■ **GOAL OF THE EXERCISE**:
Copy out the lines below verbatim, from the line that contains "For full credit, report the precise bounding box of the sky" through the line that contains "359,119,400,177", inclusive, and reproduce nothing outside that span.

■ **MATERIAL FOR THIS EXERCISE**:
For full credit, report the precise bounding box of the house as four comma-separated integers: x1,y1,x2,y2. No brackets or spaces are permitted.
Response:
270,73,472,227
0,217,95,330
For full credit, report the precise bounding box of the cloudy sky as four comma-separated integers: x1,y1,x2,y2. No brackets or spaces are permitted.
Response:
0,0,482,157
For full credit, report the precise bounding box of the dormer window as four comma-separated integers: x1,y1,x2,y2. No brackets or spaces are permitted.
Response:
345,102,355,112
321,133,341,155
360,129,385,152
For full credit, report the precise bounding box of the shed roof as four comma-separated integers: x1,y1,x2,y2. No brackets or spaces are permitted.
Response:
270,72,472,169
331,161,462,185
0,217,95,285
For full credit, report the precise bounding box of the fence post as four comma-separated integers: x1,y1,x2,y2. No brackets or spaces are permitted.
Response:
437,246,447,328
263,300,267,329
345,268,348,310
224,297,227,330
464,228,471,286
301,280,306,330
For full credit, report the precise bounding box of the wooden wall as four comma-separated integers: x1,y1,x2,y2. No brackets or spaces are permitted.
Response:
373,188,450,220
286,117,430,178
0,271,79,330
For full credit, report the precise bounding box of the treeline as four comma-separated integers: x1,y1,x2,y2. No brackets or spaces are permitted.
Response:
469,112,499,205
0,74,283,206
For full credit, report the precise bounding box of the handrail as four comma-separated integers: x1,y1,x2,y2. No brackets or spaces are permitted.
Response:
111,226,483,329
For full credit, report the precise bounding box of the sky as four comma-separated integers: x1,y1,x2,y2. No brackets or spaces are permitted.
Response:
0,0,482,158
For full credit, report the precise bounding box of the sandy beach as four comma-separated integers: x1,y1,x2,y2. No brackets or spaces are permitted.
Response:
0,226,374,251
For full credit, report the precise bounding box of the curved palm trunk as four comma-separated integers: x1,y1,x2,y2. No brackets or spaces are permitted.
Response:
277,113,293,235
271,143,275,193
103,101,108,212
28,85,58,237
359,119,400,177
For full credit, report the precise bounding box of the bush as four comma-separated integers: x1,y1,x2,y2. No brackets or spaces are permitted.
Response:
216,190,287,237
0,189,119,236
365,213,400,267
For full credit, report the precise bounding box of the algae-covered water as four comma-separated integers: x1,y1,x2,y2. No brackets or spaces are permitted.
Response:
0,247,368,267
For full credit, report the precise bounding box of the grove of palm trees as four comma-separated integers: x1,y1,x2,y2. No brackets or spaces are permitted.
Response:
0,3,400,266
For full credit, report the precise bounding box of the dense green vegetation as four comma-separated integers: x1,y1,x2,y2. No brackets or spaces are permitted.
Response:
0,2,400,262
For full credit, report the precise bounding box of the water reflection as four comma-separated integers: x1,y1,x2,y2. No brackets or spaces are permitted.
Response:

■ **PROBLEM SOLUTION**:
For full credit, report the precise bounding box of the sky as four comma-separated integers: x1,y1,x2,y2. No brackets or spaces are permitted.
Response:
0,0,482,158
For full credit, report the precise bounding box of the sandy beach as four comma-separated integers: x1,y1,x2,y2. No brackets or spaces are permitted.
Response:
0,226,374,251
For full credit, report the precise bounding box of the curved palm trunk as four comma-separated integers: x1,y1,x2,y2. No brackets or spaces are permitted.
Response:
277,113,293,235
271,143,275,193
103,101,108,212
28,85,58,237
359,119,400,177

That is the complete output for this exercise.